Supplied text |
** begin **
Thursday, June 24, 2010

Back in 2000 I went down to London for a photoshoot at Interview magazine.

I had a minder. I said something euphemistic to the minder. Something about needing to talk to someone. She recommended a shrink.

I came back to London to talk to the shrink. He asked questions about my family, so the mind was mired down in things I try not to think about. He said something euphemistic. The euphemism was: Do you think you might harm yourself? What it means is, Do you think you might kill yourself? I have no idea why a shrink would be mealymouthed. I said, Do you mean, commit suicide? Well, sure. The shrink said he thought we should have an appointment the following day.

I had been thinking of moving back to London and renting a place with a piano. I thought I might have a better chance of finding such a place at one of the music schools, so I went over to London Guildhall. There was a masterclass that day with Murray Perahia!

I went to the masterclass.

Four students performed. You know they had killed themselves to prepare. A British boy played something by Schumann. Two Korean girls played pieces by Chopin - the Fantaisie-Impromptu in C-sharp minor and another piece. An Argentinian boy played the Goldberg Variations.

Perahia had at one point had an injury and been unable to play for, I think, two years. Before that he had never bothered with analysis, but during the two years he immersed himself in the subject; afterwards he never worked on a piece without analysing. So his questions and comments to the students related primarily to analysis rather than to execution. In the case of the two girls - this is predictable - he said each time: Well, this is a performance. That is, it was of concert standard. He had a few minor comments. (He had more re the Schumann, but I forget.) The Argentinian was different.

You know, of course, that Perahia had himself been working on the Goldberg Variations. The boy had performed the piece in a style that is not at all fashionable - with much use of the pedal. Perahia asked him a couple of questions along the lines of what is the triad here, and the boy said What? He had no idea what Perahia was talking about.
** end **
Required tasks |
[1] Reproduce the blog post word for word, everything from "I came back" down to "to the masterclass.".
[2] Decide whether each statement agrees with the blog post, answering yes or no and quoting the words that settle it: (a) The masterclass with Murray Perahia was held at London Guildhall. (b) Three students performed at the masterclass. (c) The Argentinian boy used the pedal sparingly in the Goldberg Variations.
[3] Answer these questions from the blog post:
(a) Which magazine was the photoshoot in 2000 for?
(b) Who played something by Schumann at the masterclass?
(c) Which Chopin piece does the blog post name?
The data records have no connection to the blog post.

Data records |
** begin **
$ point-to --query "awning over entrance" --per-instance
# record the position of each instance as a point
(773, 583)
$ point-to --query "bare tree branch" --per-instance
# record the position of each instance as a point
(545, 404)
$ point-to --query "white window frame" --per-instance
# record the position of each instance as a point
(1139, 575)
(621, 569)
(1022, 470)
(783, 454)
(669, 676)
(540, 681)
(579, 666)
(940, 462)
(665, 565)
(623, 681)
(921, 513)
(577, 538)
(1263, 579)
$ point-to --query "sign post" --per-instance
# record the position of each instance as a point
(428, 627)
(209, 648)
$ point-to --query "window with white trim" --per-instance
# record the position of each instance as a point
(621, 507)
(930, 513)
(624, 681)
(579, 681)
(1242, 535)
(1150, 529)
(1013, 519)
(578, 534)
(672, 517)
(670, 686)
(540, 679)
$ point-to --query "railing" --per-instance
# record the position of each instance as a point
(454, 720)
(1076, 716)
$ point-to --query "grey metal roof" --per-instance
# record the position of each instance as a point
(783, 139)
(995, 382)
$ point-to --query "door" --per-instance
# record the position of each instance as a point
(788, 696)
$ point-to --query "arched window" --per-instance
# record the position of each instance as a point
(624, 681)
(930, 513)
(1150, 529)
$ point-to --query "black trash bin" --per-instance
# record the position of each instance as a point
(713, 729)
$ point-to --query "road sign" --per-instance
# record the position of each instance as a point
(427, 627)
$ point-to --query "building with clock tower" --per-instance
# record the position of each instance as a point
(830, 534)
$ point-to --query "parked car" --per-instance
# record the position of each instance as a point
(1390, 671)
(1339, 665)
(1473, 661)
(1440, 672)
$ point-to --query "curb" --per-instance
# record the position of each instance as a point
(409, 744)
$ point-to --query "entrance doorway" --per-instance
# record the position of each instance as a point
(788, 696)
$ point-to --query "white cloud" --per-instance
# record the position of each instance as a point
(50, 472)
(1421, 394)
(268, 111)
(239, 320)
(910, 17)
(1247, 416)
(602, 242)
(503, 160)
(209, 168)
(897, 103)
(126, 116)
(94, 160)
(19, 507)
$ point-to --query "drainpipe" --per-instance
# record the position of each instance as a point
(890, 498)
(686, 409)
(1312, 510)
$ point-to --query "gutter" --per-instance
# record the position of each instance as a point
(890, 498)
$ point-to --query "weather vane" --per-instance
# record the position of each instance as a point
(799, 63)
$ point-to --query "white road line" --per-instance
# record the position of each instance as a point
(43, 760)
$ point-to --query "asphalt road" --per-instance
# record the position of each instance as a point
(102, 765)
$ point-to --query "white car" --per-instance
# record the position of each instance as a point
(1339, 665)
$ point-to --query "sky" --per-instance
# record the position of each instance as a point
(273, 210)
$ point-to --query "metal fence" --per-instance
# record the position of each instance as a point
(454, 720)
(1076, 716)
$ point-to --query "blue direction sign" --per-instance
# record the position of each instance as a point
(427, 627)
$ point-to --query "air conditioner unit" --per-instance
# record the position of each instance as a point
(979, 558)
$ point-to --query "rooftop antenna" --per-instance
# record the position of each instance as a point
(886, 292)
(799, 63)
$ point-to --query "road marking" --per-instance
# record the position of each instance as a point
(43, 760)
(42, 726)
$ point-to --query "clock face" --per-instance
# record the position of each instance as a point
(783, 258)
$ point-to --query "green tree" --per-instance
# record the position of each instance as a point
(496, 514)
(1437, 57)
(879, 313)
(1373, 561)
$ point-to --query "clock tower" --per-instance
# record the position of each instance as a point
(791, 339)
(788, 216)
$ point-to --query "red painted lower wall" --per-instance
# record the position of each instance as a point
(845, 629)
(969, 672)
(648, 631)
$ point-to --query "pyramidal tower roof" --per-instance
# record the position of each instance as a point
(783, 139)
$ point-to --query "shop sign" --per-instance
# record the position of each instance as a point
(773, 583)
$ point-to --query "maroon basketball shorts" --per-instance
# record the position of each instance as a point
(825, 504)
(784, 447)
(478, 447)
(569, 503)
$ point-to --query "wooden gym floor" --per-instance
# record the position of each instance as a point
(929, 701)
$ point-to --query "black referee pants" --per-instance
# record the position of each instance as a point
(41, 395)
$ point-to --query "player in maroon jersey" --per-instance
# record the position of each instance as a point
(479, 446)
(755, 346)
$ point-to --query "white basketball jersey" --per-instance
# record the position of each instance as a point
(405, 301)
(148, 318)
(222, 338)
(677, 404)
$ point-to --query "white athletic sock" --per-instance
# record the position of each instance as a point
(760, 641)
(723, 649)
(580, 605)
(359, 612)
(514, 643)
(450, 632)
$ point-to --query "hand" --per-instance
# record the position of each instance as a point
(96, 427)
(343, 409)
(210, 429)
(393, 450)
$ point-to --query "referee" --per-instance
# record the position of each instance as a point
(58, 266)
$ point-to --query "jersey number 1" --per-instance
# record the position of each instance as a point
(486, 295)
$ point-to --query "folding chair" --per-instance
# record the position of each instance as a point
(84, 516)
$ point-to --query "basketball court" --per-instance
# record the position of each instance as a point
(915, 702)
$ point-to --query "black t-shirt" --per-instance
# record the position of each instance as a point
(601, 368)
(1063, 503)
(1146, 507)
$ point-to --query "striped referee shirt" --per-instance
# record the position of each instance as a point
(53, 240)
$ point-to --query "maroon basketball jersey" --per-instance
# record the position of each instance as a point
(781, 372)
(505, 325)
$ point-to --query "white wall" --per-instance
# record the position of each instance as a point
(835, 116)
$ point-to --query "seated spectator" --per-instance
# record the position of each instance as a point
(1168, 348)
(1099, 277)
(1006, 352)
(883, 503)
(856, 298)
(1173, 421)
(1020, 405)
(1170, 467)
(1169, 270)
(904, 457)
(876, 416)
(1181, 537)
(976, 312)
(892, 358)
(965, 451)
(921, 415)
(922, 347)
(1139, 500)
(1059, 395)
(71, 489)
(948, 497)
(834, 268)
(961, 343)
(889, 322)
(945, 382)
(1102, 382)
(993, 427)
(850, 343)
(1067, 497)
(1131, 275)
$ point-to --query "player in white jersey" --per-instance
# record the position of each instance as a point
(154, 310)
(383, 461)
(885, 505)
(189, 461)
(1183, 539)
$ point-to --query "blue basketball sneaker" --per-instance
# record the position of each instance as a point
** end **
Solutions to the problems |
[1]
I came back to London to talk to the shrink. He asked questions about my family, so the mind was mired down in things I try not to think about. He said something euphemistic. The euphemism was: Do you think you might harm yourself? What it means is, Do you think you might kill yourself? I have no idea why a shrink would be mealymouthed. I said, Do you mean, commit suicide? Well, sure. The shrink said he thought we should have an appointment the following day.

I had been thinking of moving back to London and renting a place with a piano. I thought I might have a better chance of finding such a place at one of the music schools, so I went over to London Guildhall. There was a masterclass that day with Murray Perahia!

I went to the masterclass.

[2]
(a) Yes: "so I went over to London Guildhall. There was a masterclass that day with Murray Perahia!"
(b) No: "Four students performed."
(c) No: "with much use of the pedal."

[3]
(a) Interview magazine
(b) A British boy
(c) The Fantaisie-Impromptu in C-sharp minor